▶ **CHALLENGE**:
Write out the material below again, unchanged.

▶ **Stored items**:
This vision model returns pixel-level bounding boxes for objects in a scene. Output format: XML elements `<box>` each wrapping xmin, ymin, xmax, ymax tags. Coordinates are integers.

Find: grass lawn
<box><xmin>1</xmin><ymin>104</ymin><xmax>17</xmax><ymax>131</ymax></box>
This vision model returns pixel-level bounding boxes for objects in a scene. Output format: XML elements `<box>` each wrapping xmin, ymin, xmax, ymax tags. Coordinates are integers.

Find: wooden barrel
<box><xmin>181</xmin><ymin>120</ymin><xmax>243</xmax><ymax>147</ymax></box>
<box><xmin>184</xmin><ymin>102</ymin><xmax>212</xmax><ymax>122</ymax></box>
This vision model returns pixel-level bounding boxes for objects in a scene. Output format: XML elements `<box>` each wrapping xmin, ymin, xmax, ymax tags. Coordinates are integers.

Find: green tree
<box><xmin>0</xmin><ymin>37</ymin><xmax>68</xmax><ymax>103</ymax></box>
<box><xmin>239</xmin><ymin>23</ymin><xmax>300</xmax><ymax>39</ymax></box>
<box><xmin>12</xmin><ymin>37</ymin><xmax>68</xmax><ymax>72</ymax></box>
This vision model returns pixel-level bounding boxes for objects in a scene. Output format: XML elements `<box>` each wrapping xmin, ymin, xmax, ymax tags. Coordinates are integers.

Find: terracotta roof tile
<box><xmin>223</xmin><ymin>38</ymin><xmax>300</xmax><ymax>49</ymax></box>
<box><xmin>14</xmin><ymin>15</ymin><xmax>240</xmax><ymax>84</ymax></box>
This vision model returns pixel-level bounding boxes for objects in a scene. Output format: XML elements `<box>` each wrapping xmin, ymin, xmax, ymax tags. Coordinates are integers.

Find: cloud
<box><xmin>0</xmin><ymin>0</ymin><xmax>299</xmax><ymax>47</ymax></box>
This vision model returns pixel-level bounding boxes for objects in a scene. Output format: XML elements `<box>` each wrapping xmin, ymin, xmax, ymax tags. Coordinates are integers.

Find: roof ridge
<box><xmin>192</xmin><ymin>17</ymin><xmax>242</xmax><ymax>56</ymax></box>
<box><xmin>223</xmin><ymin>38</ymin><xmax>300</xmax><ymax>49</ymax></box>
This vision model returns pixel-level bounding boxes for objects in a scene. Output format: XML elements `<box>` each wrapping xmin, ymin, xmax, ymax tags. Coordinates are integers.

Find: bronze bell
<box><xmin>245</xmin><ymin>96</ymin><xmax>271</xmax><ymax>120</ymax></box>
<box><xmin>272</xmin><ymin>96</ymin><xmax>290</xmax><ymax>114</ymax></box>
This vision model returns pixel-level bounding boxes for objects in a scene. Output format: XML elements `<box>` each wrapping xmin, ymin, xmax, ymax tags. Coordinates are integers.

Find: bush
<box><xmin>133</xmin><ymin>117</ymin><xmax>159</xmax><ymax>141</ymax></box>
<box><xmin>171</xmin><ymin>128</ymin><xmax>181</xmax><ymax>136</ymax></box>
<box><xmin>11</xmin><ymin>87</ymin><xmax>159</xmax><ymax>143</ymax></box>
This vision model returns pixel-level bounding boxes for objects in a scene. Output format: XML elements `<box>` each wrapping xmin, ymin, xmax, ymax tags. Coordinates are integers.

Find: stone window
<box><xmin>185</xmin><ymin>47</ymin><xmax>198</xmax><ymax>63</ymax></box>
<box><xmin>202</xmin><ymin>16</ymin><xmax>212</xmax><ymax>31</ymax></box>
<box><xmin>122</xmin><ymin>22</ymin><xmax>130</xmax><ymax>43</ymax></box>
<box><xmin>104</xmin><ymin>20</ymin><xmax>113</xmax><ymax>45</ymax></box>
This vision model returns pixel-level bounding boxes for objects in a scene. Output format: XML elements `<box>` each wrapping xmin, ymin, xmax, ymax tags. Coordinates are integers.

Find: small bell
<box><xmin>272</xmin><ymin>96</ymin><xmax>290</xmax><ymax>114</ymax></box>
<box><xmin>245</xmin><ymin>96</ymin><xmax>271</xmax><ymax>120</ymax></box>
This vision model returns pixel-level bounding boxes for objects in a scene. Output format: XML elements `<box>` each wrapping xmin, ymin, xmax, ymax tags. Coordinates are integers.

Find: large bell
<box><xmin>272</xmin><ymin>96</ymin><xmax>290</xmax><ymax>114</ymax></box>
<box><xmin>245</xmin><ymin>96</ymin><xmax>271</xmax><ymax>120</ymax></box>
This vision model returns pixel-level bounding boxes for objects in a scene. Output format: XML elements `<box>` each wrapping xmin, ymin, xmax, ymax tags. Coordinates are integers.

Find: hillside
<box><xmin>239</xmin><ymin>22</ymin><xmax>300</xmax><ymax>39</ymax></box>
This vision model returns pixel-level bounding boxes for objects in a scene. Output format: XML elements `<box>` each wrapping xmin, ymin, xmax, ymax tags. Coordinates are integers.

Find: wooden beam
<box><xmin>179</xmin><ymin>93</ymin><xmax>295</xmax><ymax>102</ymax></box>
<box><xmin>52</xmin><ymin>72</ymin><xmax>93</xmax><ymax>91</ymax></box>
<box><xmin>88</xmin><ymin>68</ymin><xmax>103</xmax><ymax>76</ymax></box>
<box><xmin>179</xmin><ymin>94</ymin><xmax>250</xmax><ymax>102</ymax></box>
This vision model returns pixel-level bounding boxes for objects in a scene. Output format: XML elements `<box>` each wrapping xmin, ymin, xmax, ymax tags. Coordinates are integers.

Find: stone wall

▶ **EXPECTED OUTPUT**:
This vision model returns pixel-level bounding boxes for objects in a scene. Output format: XML elements `<box>` each wrapping xmin, ymin, xmax, ymax tags. Coordinates are integers.

Find: grass lawn
<box><xmin>1</xmin><ymin>104</ymin><xmax>17</xmax><ymax>131</ymax></box>
This vision model returns pixel-level bounding boxes for objects in a scene. Output format: XML elements `<box>` each wrapping xmin, ymin, xmax, ymax tags. Coordinates are integers.

Find: wooden barrel
<box><xmin>181</xmin><ymin>120</ymin><xmax>243</xmax><ymax>147</ymax></box>
<box><xmin>184</xmin><ymin>102</ymin><xmax>212</xmax><ymax>122</ymax></box>
This vision model returns pixel-level bounding boxes for objects in a scene. Output format: XML elements `<box>` each wrapping xmin, ymin, xmax, ymax tags. Coordinates are integers.

Find: green tree
<box><xmin>0</xmin><ymin>37</ymin><xmax>68</xmax><ymax>103</ymax></box>
<box><xmin>239</xmin><ymin>23</ymin><xmax>300</xmax><ymax>39</ymax></box>
<box><xmin>12</xmin><ymin>37</ymin><xmax>68</xmax><ymax>72</ymax></box>
This vision model returns pixel-level bounding boxes for objects in a scene. Output format: XML elements `<box>` each wrapping xmin, ymin, xmax, ymax tags. Coordinates are integers.

Find: terracotta roof tile
<box><xmin>223</xmin><ymin>38</ymin><xmax>300</xmax><ymax>49</ymax></box>
<box><xmin>14</xmin><ymin>15</ymin><xmax>240</xmax><ymax>84</ymax></box>
This vision model returns pixel-level bounding boxes for objects in a scene. Output format: XML elements `<box>` each wrapping xmin, ymin, xmax, ymax tags. Coordinates are integers.

Find: cloud
<box><xmin>0</xmin><ymin>0</ymin><xmax>299</xmax><ymax>47</ymax></box>
This vision model returns pixel-level bounding boxes for objects in a scene. Output format: XML elements `<box>` each wrapping xmin, ymin, xmax, ymax tags. Coordinates are integers.

Find: roof ridge
<box><xmin>192</xmin><ymin>17</ymin><xmax>242</xmax><ymax>56</ymax></box>
<box><xmin>223</xmin><ymin>38</ymin><xmax>300</xmax><ymax>49</ymax></box>
This vision model returns pixel-level bounding boxes for objects in a scene. Output format: XML elements `<box>` each wrapping xmin, ymin, xmax, ymax tags. Coordinates are integers.

Find: bronze bell
<box><xmin>245</xmin><ymin>96</ymin><xmax>271</xmax><ymax>120</ymax></box>
<box><xmin>272</xmin><ymin>96</ymin><xmax>290</xmax><ymax>114</ymax></box>
This vision model returns pixel-level bounding boxes for objects in a scene. Output format: XML elements `<box>` each wrapping xmin, ymin, xmax, ymax tags. Coordinates are integers.

Find: bush
<box><xmin>133</xmin><ymin>117</ymin><xmax>159</xmax><ymax>141</ymax></box>
<box><xmin>171</xmin><ymin>128</ymin><xmax>181</xmax><ymax>136</ymax></box>
<box><xmin>11</xmin><ymin>87</ymin><xmax>159</xmax><ymax>143</ymax></box>
This vision model returns pixel-level bounding boxes for objects in a scene. Output format: XML elements `<box>` each wrapping xmin, ymin, xmax, ymax tags. Coordinates are integers.

Find: stone window
<box><xmin>185</xmin><ymin>47</ymin><xmax>198</xmax><ymax>63</ymax></box>
<box><xmin>202</xmin><ymin>16</ymin><xmax>212</xmax><ymax>31</ymax></box>
<box><xmin>122</xmin><ymin>22</ymin><xmax>130</xmax><ymax>43</ymax></box>
<box><xmin>104</xmin><ymin>20</ymin><xmax>113</xmax><ymax>45</ymax></box>
This vision model returns pixel-level bounding boxes for objects in a scene. Output format: XML elements `<box>` each wrapping xmin, ymin, xmax, ymax tags. Coordinates are integers.

Find: small bell
<box><xmin>272</xmin><ymin>96</ymin><xmax>290</xmax><ymax>114</ymax></box>
<box><xmin>245</xmin><ymin>96</ymin><xmax>271</xmax><ymax>120</ymax></box>
This vision model returns pixel-level bounding boxes for objects in a scene. Output format: XML elements `<box>` each wrapping xmin, ymin, xmax, ymax tags. Coordinates are integers.

Find: large bell
<box><xmin>272</xmin><ymin>96</ymin><xmax>290</xmax><ymax>114</ymax></box>
<box><xmin>245</xmin><ymin>96</ymin><xmax>271</xmax><ymax>120</ymax></box>
This vision model returns pixel-level bounding boxes for objects in a scene. Output format: XML elements `<box>` each wrapping xmin, ymin, xmax, ymax tags. Coordinates are integers.

Find: hillside
<box><xmin>239</xmin><ymin>22</ymin><xmax>300</xmax><ymax>39</ymax></box>
This vision model returns pixel-level bounding boxes for objects in a scene. Output format: XML elements `<box>` each wrapping xmin, ymin, xmax, ymax tags. Coordinates are integers.

Find: wooden beam
<box><xmin>179</xmin><ymin>93</ymin><xmax>295</xmax><ymax>102</ymax></box>
<box><xmin>52</xmin><ymin>72</ymin><xmax>93</xmax><ymax>91</ymax></box>
<box><xmin>88</xmin><ymin>68</ymin><xmax>103</xmax><ymax>76</ymax></box>
<box><xmin>179</xmin><ymin>94</ymin><xmax>250</xmax><ymax>102</ymax></box>
This vision model returns pixel-level bounding boxes for objects in a scene. Output format: XML elements `<box>` each wrapping xmin, ymin, xmax, ymax tags. Coordinates are integers.

Find: stone wall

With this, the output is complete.